Department of Water Resources

California Water News

A daily compilation for DWR personnel of significant news articles and comment

 

May 20, 2009

 

1.   Top Item–

 

 

Drought is the cause of economic suffering

Sacramento Bee – 05/20/09

By Amarpreet S. Dhaliwal and Robert Silva

 

Amarpreet S. Dhaliwal is mayor of the city of San Joaquin. Robert Silva is mayor of Mendota.

Central Valley farmworkers – a large share of whom are Latino – have worked with farmers and business people for decades to make California the world's major producer of fruits, vegetables, nuts and other commodities. The agriculture industry is a major producer of California jobs as well as food.

 

History and firsthand experience tell us that when there is water there also are jobs and prosperity.

 

However, this year we face devastating drought conditions and hyper-unemployment, greatly intensified by court-ordered water cutbacks. We have been vocal about the primary cause of our hardship: drought.

 

At the same time, we also are being attacked by those who would like nothing more than for us to just shut up, accept our terrible conditions and take our place quietly on the sidelines. Recently, an associate professor at the University of the Pacific in Stockton released an economic forecast that said high unemployment in the Central Valley was not caused by the drought. Incredibly, he went on to suggest that farm payrolls are somehow a jobs bonanza.

 

As mayors representing two cities in which farming is the dominant industry, we know this is not true. More important, we and tens of thousands of our constituents will not allow these so called "forecasts" to be unquestionably assumed to be credible while our towns are parched out of existence for lack of water.

It is a fact: We have been hit hard by terrible drought conditions and it is impacting our economy.

Supplied information:
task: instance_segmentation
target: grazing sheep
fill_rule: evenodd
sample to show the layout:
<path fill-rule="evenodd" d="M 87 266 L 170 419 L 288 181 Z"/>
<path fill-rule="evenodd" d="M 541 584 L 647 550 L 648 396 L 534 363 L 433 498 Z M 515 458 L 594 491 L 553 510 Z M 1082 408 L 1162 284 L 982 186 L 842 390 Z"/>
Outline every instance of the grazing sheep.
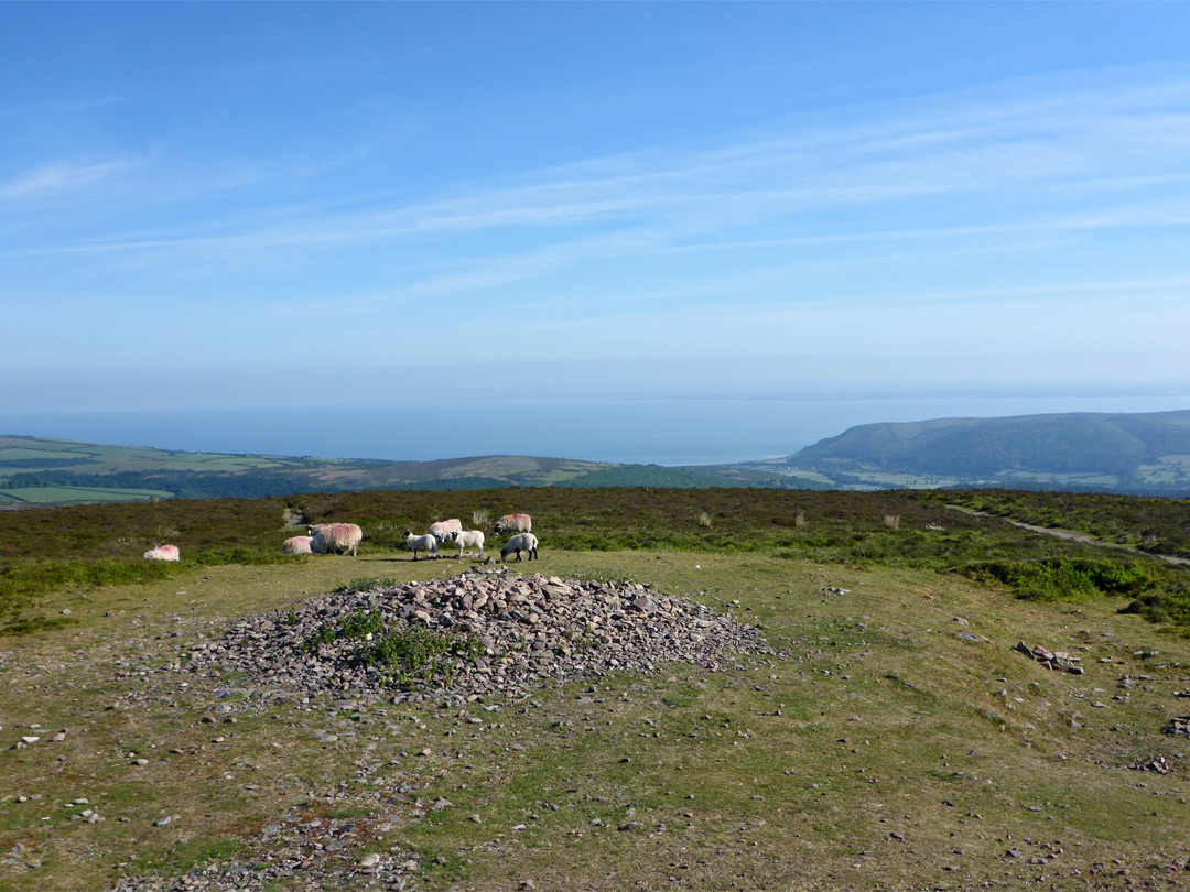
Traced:
<path fill-rule="evenodd" d="M 309 528 L 309 549 L 314 554 L 351 552 L 357 555 L 364 533 L 355 523 L 317 523 Z"/>
<path fill-rule="evenodd" d="M 428 533 L 424 536 L 415 536 L 408 529 L 405 530 L 405 544 L 413 551 L 413 559 L 418 559 L 418 552 L 430 552 L 438 557 L 438 539 Z"/>
<path fill-rule="evenodd" d="M 437 523 L 430 524 L 430 535 L 438 539 L 439 542 L 445 542 L 450 539 L 451 533 L 462 533 L 463 521 L 458 517 L 451 517 L 447 521 L 438 521 Z"/>
<path fill-rule="evenodd" d="M 533 560 L 537 557 L 537 536 L 532 533 L 518 533 L 503 548 L 500 549 L 500 563 L 505 563 L 507 558 L 513 552 L 516 552 L 516 560 L 520 560 L 521 552 L 528 552 L 528 559 Z"/>
<path fill-rule="evenodd" d="M 292 536 L 281 544 L 282 554 L 313 554 L 309 549 L 311 536 Z"/>
<path fill-rule="evenodd" d="M 496 535 L 502 533 L 532 533 L 533 519 L 527 514 L 506 514 L 496 521 Z"/>
<path fill-rule="evenodd" d="M 480 549 L 480 557 L 483 557 L 483 533 L 478 529 L 468 529 L 464 532 L 453 532 L 450 534 L 450 540 L 458 546 L 458 557 L 463 557 L 463 549 L 469 547 L 476 547 Z"/>

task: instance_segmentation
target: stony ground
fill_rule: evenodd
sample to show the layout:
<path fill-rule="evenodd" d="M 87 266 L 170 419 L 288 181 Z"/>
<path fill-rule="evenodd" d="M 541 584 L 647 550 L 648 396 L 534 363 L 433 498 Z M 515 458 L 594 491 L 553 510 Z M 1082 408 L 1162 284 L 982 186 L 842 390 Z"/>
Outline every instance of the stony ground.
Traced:
<path fill-rule="evenodd" d="M 413 676 L 365 659 L 394 634 L 471 646 L 464 654 L 432 655 Z M 772 653 L 754 627 L 646 585 L 522 577 L 496 567 L 437 582 L 350 589 L 249 616 L 159 674 L 173 673 L 189 679 L 188 689 L 209 691 L 202 721 L 218 725 L 278 703 L 302 711 L 353 710 L 376 702 L 463 706 L 491 695 L 527 699 L 546 683 L 657 672 L 676 662 L 718 672 L 731 652 Z M 225 676 L 234 676 L 236 686 L 220 685 Z M 321 743 L 339 739 L 327 730 L 314 737 Z M 415 793 L 416 787 L 397 786 L 395 792 Z M 125 877 L 114 892 L 258 892 L 280 882 L 312 891 L 403 890 L 421 868 L 415 854 L 397 849 L 361 858 L 353 849 L 452 805 L 441 797 L 416 799 L 412 810 L 390 816 L 331 821 L 294 809 L 256 835 L 250 860 L 212 862 L 171 878 Z M 163 816 L 158 825 L 173 817 Z"/>
<path fill-rule="evenodd" d="M 406 653 L 386 662 L 380 643 L 403 635 Z M 452 649 L 451 649 L 452 648 Z M 293 609 L 252 616 L 171 668 L 186 674 L 239 672 L 249 703 L 322 695 L 462 704 L 499 691 L 527 693 L 546 680 L 608 672 L 651 672 L 682 661 L 715 671 L 725 652 L 768 652 L 757 629 L 690 601 L 658 596 L 639 583 L 564 582 L 503 569 L 371 588 L 313 598 Z M 415 658 L 416 654 L 408 654 Z"/>

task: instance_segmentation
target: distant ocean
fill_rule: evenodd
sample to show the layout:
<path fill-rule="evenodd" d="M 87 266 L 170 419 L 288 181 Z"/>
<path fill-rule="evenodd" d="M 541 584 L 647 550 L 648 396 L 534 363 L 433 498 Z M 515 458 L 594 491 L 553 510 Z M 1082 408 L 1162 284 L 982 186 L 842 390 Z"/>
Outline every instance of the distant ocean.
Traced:
<path fill-rule="evenodd" d="M 881 421 L 1175 409 L 1190 409 L 1190 397 L 512 400 L 77 413 L 0 409 L 0 434 L 317 458 L 425 461 L 519 454 L 703 465 L 788 456 L 854 425 Z"/>

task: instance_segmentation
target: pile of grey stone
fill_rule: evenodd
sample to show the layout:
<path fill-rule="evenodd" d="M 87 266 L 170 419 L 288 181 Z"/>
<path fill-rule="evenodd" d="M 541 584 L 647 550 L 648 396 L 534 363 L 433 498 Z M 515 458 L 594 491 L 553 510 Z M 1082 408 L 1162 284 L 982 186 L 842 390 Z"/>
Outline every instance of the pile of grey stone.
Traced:
<path fill-rule="evenodd" d="M 339 635 L 358 629 L 361 616 L 374 632 Z M 459 646 L 411 679 L 375 659 L 382 639 L 400 633 Z M 234 693 L 249 704 L 311 703 L 327 693 L 462 703 L 671 662 L 714 672 L 733 665 L 739 652 L 772 653 L 757 628 L 647 585 L 524 577 L 496 567 L 325 595 L 248 617 L 193 651 L 184 668 L 199 677 L 243 673 L 248 686 Z"/>
<path fill-rule="evenodd" d="M 1161 728 L 1165 734 L 1175 734 L 1183 737 L 1190 737 L 1190 716 L 1177 716 L 1171 718 L 1169 724 Z"/>
<path fill-rule="evenodd" d="M 1079 665 L 1081 660 L 1077 657 L 1071 657 L 1065 651 L 1051 651 L 1041 645 L 1029 647 L 1023 641 L 1017 642 L 1013 649 L 1025 654 L 1031 660 L 1036 660 L 1047 670 L 1070 672 L 1076 676 L 1084 673 L 1083 667 Z"/>

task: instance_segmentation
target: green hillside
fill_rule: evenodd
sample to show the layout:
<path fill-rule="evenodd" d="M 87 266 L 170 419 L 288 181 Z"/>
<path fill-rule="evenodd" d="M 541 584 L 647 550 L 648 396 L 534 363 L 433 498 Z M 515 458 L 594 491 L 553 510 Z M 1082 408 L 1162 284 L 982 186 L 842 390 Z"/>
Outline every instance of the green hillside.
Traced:
<path fill-rule="evenodd" d="M 1190 412 L 860 425 L 770 467 L 845 488 L 1190 492 Z"/>
<path fill-rule="evenodd" d="M 437 461 L 320 459 L 0 436 L 0 507 L 549 485 L 785 488 L 790 482 L 771 471 L 729 466 L 671 469 L 531 456 Z"/>

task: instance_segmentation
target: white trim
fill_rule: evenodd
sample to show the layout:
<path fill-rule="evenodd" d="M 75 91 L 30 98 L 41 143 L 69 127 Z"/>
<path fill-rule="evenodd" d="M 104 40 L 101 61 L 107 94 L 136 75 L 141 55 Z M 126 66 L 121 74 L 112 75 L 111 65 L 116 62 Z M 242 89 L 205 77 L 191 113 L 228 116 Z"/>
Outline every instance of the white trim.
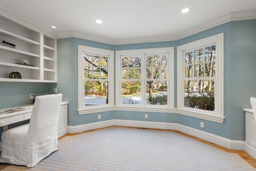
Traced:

Problem to solve:
Please name the city whose mayor is Robert Silva, according to the drought op-ed.

Exercise answer:
Mendota